**GIVEN TEXT:**
- Born: 6 November 1958 (age 67) Kolkata, West Bengal, India
- Education: Osmania University; Indian Institute of Science; University of Massachusetts, Amherst;
- Known for: Studies on the chemistry of inorganic clusters and rings
- Awards: 1989 INSA Young Scientist Medal; 2002 CRSI Bronze Medal; 2003 Shanti Swarup Bhatnagar Prize; 2003 AvHF Friedrich-Wilhelm-Bessel Award; 2011 CRSI Silver Medal;
- Scientific career
- Fields: Bioorganic chemistry; Supramolecular chemistry;
- Workplaces: Indian Petrochemicals Corporation Limited; IIT Kanpur Tata Institute of Fundamental Research; National Institute of Science Education and Research; University of Calgary; University of Göttingen; University of Tsukuba; University of Würzburg;
- Doctoral advisor: S. S. Krishnamurthy; Robert R. Holmes;

= Vadapalli Chandrasekhar =

Indian chemist (born 1958)

Vadapalli Chandrasekhar (born 6 November 1958) is an Indian inorganic and organometallic chemist and is currently a distinguished professor and the centre director of the Tata Institute of Fundamental Research Hyderabad. He is known for his studies on the chemistry of inorganic clusters and rings and is an elected fellow of the Indian National Science Academy National Academy of Sciences, India, The World Academy of Sciences and the Indian Academy of Sciences The Council of Scientific and Industrial Research, the apex agency of the Government of India for scientific research, awarded him the Shanti Swarup Bhatnagar Prize for Science and Technology, one of the highest Indian science awards, in 2003, for his contributions to chemical sciences.

**PROBLEM TO SOLVE:** Copy out the profile of Vadapalli Chandrasekhar above in full, word for word.

**DATASET EXCERPTS:**
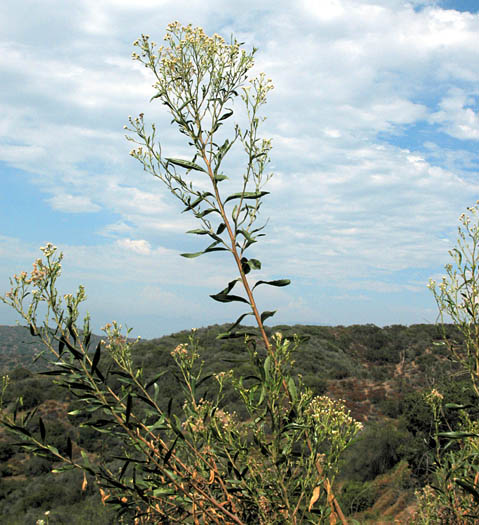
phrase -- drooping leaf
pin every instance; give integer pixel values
--
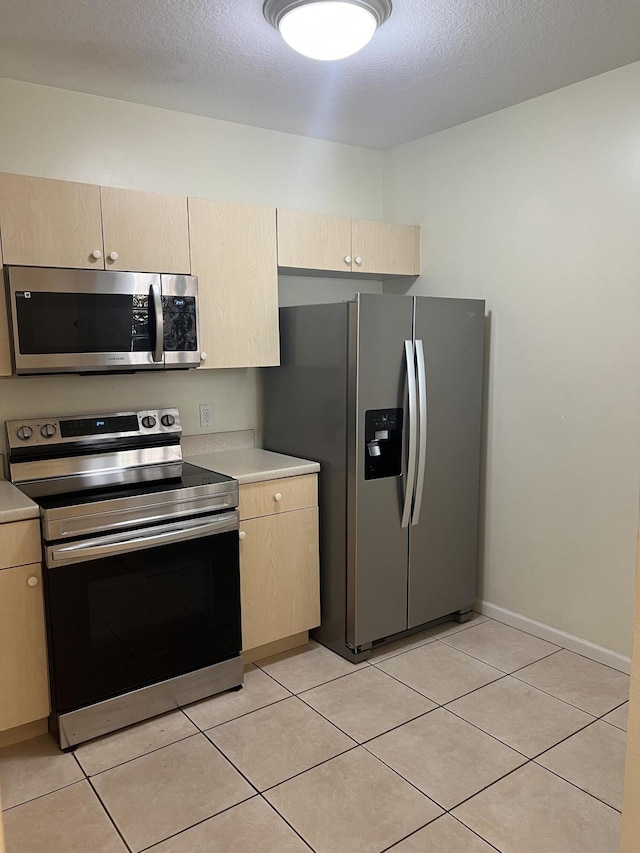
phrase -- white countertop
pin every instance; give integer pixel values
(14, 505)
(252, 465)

**ANSWER IN FULL:**
- Born: 6 November 1958 (age 67) Kolkata, West Bengal, India
- Education: Osmania University; Indian Institute of Science; University of Massachusetts, Amherst;
- Known for: Studies on the chemistry of inorganic clusters and rings
- Awards: 1989 INSA Young Scientist Medal; 2002 CRSI Bronze Medal; 2003 Shanti Swarup Bhatnagar Prize; 2003 AvHF Friedrich-Wilhelm-Bessel Award; 2011 CRSI Silver Medal;
- Scientific career
- Fields: Bioorganic chemistry; Supramolecular chemistry;
- Workplaces: Indian Petrochemicals Corporation Limited; IIT Kanpur Tata Institute of Fundamental Research; National Institute of Science Education and Research; University of Calgary; University of Göttingen; University of Tsukuba; University of Würzburg;
- Doctoral advisor: S. S. Krishnamurthy; Robert R. Holmes;

= Vadapalli Chandrasekhar =

Indian chemist (born 1958)

Vadapalli Chandrasekhar (born 6 November 1958) is an Indian inorganic and organometallic chemist and is currently a distinguished professor and the centre director of the Tata Institute of Fundamental Research Hyderabad. He is known for his studies on the chemistry of inorganic clusters and rings and is an elected fellow of the Indian National Science Academy National Academy of Sciences, India, The World Academy of Sciences and the Indian Academy of Sciences The Council of Scientific and Industrial Research, the apex agency of the Government of India for scientific research, awarded him the Shanti Swarup Bhatnagar Prize for Science and Technology, one of the highest Indian science awards, in 2003, for his contributions to chemical sciences.